How to complete this task → Using the records that follow, reproduce exactly the lines starting at the line containing "Mark every instance of the distant" and ending at the line containing "Mark every instance of the grazing". Include both end lines and no pictures.

Source records →
--- --- ---

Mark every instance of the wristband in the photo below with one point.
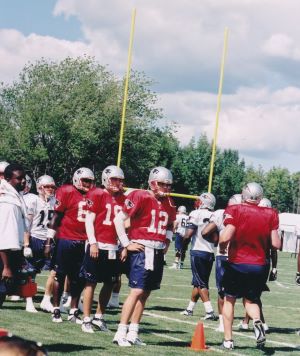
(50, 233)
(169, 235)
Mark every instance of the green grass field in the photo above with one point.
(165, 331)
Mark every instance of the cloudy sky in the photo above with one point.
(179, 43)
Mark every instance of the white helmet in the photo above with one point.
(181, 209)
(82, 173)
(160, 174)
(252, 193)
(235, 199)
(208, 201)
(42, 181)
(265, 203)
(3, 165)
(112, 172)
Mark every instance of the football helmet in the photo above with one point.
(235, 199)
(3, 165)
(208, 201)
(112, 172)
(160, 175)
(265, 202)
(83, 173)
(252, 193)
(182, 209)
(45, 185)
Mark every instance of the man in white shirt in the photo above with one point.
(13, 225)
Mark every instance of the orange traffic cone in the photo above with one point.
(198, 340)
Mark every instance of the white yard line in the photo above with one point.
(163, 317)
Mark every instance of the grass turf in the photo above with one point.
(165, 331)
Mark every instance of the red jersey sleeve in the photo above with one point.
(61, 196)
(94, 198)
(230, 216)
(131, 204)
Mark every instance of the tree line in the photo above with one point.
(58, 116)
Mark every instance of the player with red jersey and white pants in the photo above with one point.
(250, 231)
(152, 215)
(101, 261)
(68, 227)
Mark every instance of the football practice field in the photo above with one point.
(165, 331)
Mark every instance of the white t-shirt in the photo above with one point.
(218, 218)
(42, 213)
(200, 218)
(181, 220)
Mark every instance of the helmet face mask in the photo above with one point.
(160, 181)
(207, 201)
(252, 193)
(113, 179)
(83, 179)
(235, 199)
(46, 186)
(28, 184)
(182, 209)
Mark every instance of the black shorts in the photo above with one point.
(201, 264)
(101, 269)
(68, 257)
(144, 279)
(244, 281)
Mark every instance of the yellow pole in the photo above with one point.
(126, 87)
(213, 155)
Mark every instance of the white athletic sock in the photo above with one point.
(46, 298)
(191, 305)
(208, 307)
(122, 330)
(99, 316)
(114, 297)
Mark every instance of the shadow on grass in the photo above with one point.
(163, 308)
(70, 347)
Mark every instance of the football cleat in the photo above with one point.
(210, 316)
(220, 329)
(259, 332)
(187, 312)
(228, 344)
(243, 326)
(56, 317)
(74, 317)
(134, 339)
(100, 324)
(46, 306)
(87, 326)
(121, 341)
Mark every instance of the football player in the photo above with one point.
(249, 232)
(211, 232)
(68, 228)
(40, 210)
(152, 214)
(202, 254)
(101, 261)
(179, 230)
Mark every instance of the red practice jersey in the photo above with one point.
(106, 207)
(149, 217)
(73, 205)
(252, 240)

--- --- ---

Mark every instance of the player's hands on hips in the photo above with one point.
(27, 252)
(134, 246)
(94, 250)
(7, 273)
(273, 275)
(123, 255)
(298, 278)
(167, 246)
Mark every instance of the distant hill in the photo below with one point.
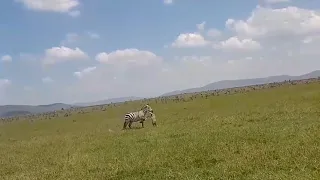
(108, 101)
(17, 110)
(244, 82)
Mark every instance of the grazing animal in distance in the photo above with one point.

--- --- ---

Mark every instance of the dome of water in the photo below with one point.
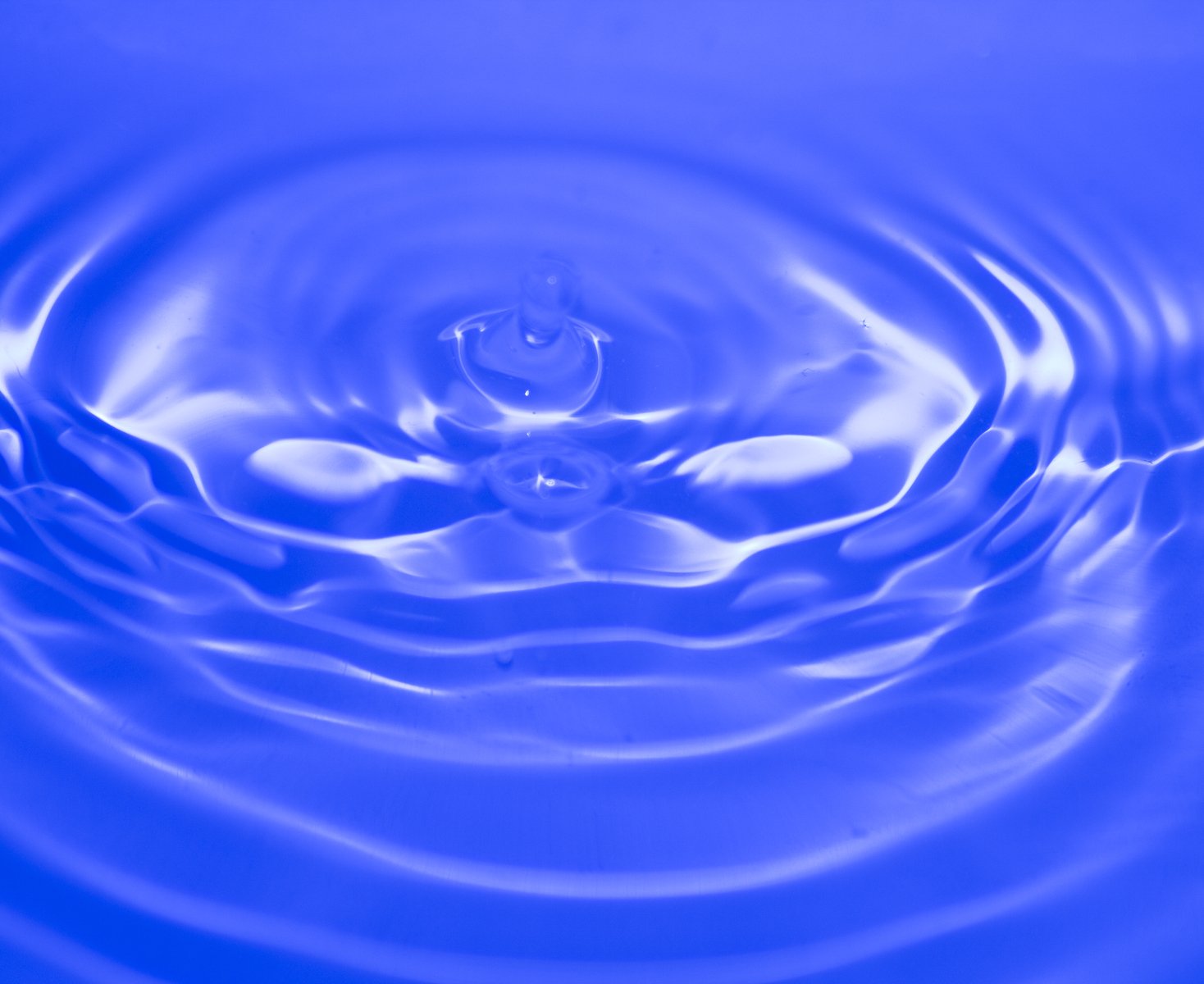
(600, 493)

--- --- ---

Problem solution →
Mark every instance of the distant hill in the photo below with one point.
(108, 101)
(17, 110)
(244, 82)
Mark every instance of the grazing animal in distance in the photo above with one point.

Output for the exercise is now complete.